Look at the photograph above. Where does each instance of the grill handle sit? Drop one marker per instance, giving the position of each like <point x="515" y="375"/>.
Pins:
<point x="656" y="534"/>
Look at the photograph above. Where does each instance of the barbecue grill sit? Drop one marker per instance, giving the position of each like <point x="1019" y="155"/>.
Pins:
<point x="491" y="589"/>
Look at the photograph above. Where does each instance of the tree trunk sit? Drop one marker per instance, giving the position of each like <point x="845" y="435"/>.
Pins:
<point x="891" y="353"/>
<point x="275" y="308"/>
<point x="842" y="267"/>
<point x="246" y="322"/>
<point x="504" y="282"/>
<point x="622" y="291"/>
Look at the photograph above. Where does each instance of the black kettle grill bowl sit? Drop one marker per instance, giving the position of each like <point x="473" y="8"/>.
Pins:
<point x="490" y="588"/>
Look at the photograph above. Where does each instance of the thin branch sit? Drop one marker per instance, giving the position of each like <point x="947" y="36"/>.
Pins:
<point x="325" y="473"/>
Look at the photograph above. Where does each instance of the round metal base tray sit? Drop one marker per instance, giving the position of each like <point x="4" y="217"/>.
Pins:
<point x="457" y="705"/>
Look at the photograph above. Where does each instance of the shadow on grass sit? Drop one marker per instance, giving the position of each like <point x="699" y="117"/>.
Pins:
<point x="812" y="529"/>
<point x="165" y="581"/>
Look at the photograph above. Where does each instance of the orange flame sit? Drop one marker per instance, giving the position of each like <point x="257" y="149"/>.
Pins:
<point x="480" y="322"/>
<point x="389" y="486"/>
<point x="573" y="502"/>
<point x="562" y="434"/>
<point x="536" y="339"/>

[Aim of the exercise]: For every line in the material, write out an exact copy.

[Result]:
Look at the photograph above. Where does each instance of the grill handle sit? Drop one marker per instance, giving the position of each like <point x="515" y="375"/>.
Pins:
<point x="656" y="534"/>
Look at the photograph above. Where does each instance of the barbecue grill sit? Drop one marker per instance, giving the position of each like <point x="1019" y="155"/>.
Pins:
<point x="491" y="589"/>
Look at the photograph above. Where does each instance of the tree trunk sit? Drop one marker per instance, giving the position of each like <point x="845" y="435"/>.
Pins:
<point x="891" y="353"/>
<point x="275" y="308"/>
<point x="842" y="267"/>
<point x="246" y="322"/>
<point x="504" y="282"/>
<point x="622" y="291"/>
Look at the photograph above. Where does each instance of the black kettle grill bowl sit? Drop one marker per instance, giving the position of each like <point x="473" y="8"/>.
Pins:
<point x="490" y="588"/>
Look at the photograph above. Where does each instance of the thin branch sit? Drop one marker per instance, giving the position of each like <point x="947" y="36"/>.
Pins:
<point x="325" y="473"/>
Look at the photograph above. Where does each instance of the round metal base tray sit? Drop one marker per instance, giving the position of each like <point x="4" y="217"/>.
Pins:
<point x="457" y="705"/>
Look at the photograph above. Where does each instance of the shadow on grass sit? Drop one marker per instance, giving the position of each like <point x="699" y="117"/>.
Pins:
<point x="812" y="529"/>
<point x="165" y="581"/>
Look at the photograph above. Where does each instance of the orange flame sit? Drop one marker per instance, giving the position of each like <point x="257" y="149"/>.
Pins:
<point x="480" y="322"/>
<point x="389" y="486"/>
<point x="573" y="502"/>
<point x="562" y="434"/>
<point x="536" y="339"/>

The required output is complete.